Source excerpt:
********************

0000 XxXxxxxx Xxxxxx, Xxxxx 0000
Xxxxxxx, Xxxxx 00000
Attention: Xxxxx X. Xxxxxx
Telephone: (000) 000-0000
Facsimile: (000) 000-0000
0000 XxXxxxxx Xxxxxx, Xxxxx 0000
Xxxxxxx, Xxxxx 00000
Attention: Xxxxx X. Xxxxxx
Telephone: (000) 000-0000
Facsimile: (000) 000-0000
Any such notice or communication shall be deemed given (i) when made, if made by hand
delivery, and upon confirmation of receipt, if made by facsimile, (ii) one Business Day after being
deposited with a next-day courier, postage prepaid, or (iii) three (3) Business Days after being
sent certified or registered mail, return receipt requested, postage prepaid, in each case
addressed as above (or to such other address as such party may designate in writing from time to
time).
Section 12.2 Severability. If any provision of this Agreement shall be declared to be invalid or
unenforceable, in whole or in part, such invalidity or unenforceability shall not affect the
remaining provisions hereof which shall remain in full force and effect.
Section 12.3 Assignment. This Agreement shall be binding upon and inure to the benefit of the parties
hereto and their respective heirs, legal representatives, successors, and assigns; provided,
however, that neither this Agreement nor any rights hereunder shall be assignable or otherwise
subject to hypothecation and any assignment in violation hereof shall be null and void.
54
Section 12.4 Interpretation. The headings contained in this Agreement are for reference purposes only and
shall not affect in any way the meaning or interpretation of this Agreement.
Section 12.5 Counterparts. This Agreement may be executed in one or more counterparts, all of which shall be
considered one and the same Agreement, and shall become effective when one or more such
counterparts have been signed by each of the parties and delivered to each party.
Section 12.6 Entire Agreement. This Agreement, all documents contemplated herein or required hereby, the
Confidentiality Agreement and the Voting Agreements represent the entire Agreement of the parties
with respect to the subject matter hereof and shall supersede any and all previous contracts,
arrangements or understandings between the parties with respect to the subject matter hereof.

********************

Requests:
1. Answer these questions from the agreement excerpt:
(a) How long after being deposited with a next-day courier is a notice deemed given?
(b) What does Section 12.4 say the headings are for?
(c) What does Section 12.3 say happens to an assignment made in violation of it?
2. Transcribe the agreement excerpt between "Section 12.3 Assignment." and "of this Agreement.", inclusive.
The records that follow come from a different source than the agreement excerpt.

********************

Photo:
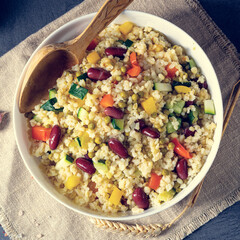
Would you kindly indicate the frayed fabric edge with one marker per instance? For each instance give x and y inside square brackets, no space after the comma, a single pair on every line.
[207,215]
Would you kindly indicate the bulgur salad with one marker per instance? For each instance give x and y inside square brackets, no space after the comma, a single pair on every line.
[129,127]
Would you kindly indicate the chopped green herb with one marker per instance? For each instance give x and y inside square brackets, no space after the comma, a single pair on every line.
[79,92]
[48,106]
[83,76]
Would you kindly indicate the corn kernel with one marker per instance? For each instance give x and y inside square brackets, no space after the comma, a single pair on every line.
[98,140]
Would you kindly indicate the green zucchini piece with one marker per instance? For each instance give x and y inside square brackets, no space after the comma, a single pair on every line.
[192,63]
[101,166]
[82,114]
[76,91]
[163,87]
[128,43]
[48,106]
[209,107]
[52,93]
[83,76]
[186,84]
[193,116]
[68,159]
[178,106]
[170,128]
[118,124]
[78,141]
[166,195]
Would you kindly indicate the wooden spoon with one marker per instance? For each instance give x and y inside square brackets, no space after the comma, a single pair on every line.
[50,61]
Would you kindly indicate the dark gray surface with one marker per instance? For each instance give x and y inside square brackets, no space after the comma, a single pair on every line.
[21,18]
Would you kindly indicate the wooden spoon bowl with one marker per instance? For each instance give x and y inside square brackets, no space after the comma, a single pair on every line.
[50,61]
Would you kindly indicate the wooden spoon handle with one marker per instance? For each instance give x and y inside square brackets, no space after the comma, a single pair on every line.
[107,13]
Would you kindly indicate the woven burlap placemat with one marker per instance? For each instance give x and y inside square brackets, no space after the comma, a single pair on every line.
[27,212]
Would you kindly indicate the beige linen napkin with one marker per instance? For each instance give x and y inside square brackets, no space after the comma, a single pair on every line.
[27,212]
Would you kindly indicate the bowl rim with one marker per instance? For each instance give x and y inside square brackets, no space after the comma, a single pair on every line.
[153,210]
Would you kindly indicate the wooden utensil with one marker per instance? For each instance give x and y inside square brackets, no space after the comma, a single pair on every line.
[50,61]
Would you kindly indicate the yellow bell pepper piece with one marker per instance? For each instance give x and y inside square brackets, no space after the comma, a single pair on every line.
[115,196]
[126,28]
[72,182]
[166,195]
[149,105]
[85,139]
[182,89]
[93,57]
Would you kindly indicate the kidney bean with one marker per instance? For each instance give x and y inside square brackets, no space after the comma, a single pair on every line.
[203,85]
[150,132]
[54,137]
[98,74]
[117,147]
[141,124]
[87,157]
[114,112]
[188,103]
[140,198]
[188,132]
[85,165]
[182,169]
[115,51]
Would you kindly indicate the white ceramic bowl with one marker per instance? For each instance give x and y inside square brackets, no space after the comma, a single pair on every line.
[176,36]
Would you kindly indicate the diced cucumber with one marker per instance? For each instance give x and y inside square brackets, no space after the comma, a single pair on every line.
[48,106]
[163,87]
[209,107]
[118,124]
[178,106]
[52,93]
[36,118]
[101,166]
[77,91]
[193,116]
[166,195]
[192,63]
[170,128]
[168,105]
[78,141]
[68,159]
[82,114]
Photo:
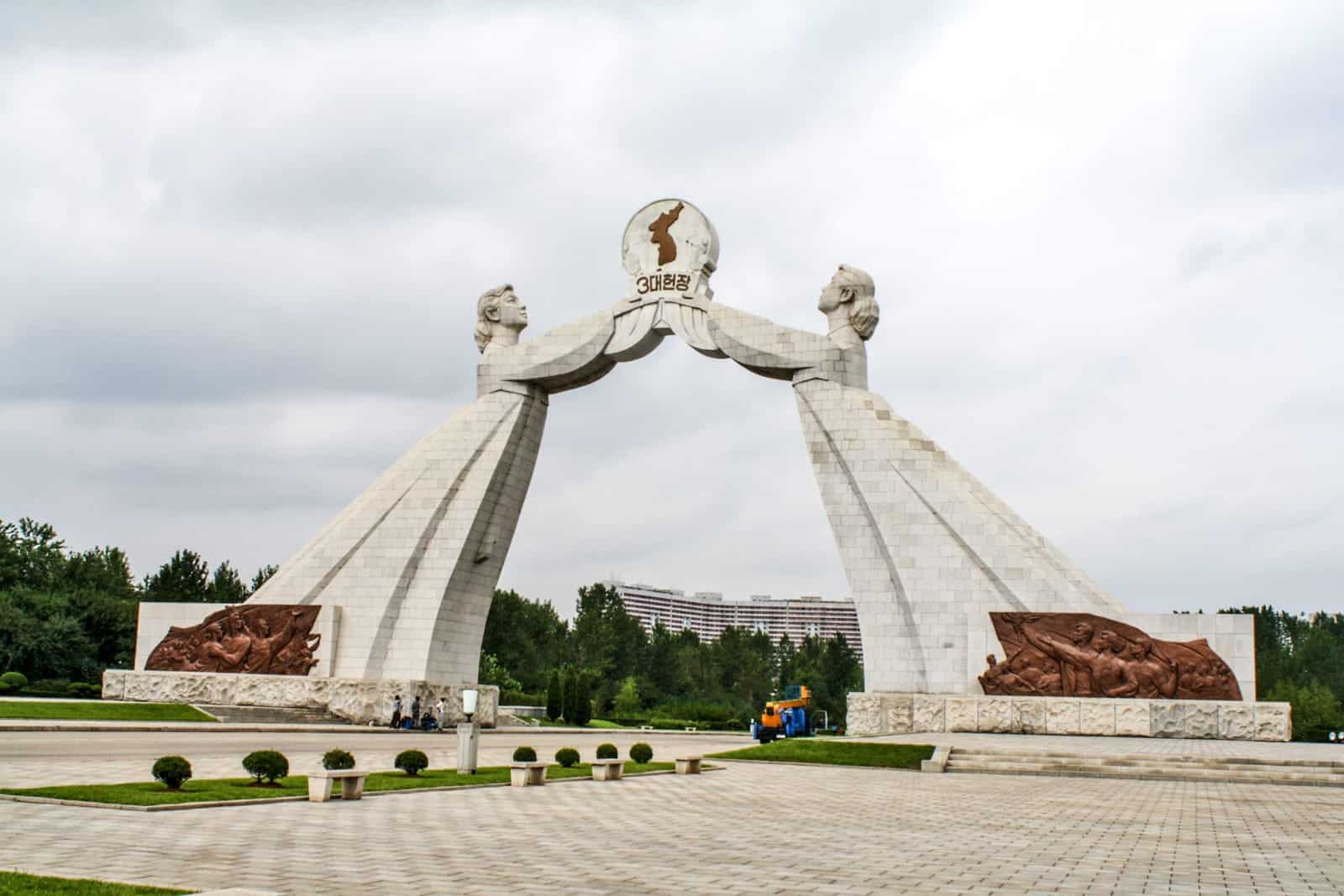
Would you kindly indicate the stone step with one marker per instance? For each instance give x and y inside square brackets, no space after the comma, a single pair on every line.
[1149,762]
[1148,757]
[272,715]
[1269,777]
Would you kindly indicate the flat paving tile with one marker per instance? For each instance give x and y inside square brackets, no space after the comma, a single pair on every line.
[801,829]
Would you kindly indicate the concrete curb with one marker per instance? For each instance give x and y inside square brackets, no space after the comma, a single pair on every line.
[215,727]
[808,765]
[221,804]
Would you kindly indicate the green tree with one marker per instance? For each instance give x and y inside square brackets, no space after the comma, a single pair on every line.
[262,577]
[492,672]
[570,691]
[554,700]
[582,700]
[185,578]
[1316,710]
[31,555]
[606,641]
[628,699]
[226,586]
[528,638]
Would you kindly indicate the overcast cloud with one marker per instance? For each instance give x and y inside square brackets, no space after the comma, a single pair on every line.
[241,244]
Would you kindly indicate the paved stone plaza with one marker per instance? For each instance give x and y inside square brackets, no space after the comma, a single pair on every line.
[750,828]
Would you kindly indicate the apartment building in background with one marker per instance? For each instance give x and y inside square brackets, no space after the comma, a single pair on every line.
[709,614]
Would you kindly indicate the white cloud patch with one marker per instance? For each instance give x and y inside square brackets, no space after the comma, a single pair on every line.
[241,246]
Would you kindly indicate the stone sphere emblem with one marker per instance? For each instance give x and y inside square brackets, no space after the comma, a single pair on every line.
[669,248]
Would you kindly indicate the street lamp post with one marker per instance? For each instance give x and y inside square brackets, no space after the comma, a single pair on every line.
[468,734]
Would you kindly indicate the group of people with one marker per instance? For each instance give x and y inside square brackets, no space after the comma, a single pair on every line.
[430,719]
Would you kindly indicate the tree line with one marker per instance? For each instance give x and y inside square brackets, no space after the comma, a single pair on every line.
[606,664]
[66,616]
[1300,660]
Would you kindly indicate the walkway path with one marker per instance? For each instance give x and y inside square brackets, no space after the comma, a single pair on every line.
[748,829]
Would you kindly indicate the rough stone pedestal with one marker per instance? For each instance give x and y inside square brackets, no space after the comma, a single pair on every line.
[885,714]
[360,700]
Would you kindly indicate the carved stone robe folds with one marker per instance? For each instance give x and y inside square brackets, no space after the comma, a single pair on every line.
[922,542]
[414,559]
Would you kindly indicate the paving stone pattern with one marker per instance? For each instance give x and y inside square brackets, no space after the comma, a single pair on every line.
[750,828]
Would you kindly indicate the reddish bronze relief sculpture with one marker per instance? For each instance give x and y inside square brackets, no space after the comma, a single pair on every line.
[1077,654]
[262,638]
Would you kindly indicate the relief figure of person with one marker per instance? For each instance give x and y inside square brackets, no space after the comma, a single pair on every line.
[1156,674]
[1112,673]
[1001,680]
[230,651]
[265,644]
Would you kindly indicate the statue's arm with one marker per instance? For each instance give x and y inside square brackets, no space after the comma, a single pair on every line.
[765,347]
[561,359]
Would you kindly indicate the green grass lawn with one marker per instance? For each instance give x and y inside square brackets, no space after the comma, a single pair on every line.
[17,884]
[101,711]
[233,789]
[832,752]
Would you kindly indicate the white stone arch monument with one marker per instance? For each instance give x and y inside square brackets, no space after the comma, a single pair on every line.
[414,560]
[409,569]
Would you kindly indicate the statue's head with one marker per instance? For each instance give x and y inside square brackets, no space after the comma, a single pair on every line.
[499,316]
[853,291]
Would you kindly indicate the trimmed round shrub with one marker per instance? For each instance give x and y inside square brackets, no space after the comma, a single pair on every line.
[172,772]
[412,762]
[338,761]
[266,763]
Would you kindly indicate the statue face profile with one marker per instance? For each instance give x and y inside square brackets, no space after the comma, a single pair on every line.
[501,316]
[848,301]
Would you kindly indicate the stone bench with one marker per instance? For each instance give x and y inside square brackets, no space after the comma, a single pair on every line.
[689,765]
[528,774]
[320,783]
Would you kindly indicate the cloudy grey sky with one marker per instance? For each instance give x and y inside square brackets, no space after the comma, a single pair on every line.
[241,244]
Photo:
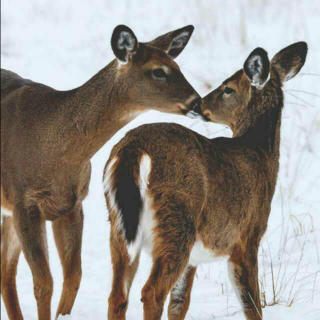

********************

Answers to each task:
1.
(a) One Business Day.
(b) Reference purposes only.
(c) It is null and void.

2.
Section 12.3 Assignment. This Agreement shall be binding upon and inure to the benefit of the parties
hereto and their respective heirs, legal representatives, successors, and assigns; provided,
however, that neither this Agreement nor any rights hereunder shall be assignable or otherwise
subject to hypothecation and any assignment in violation hereof shall be null and void.
54
Section 12.4 Interpretation. The headings contained in this Agreement are for reference purposes only and
shall not affect in any way the meaning or interpretation of this Agreement.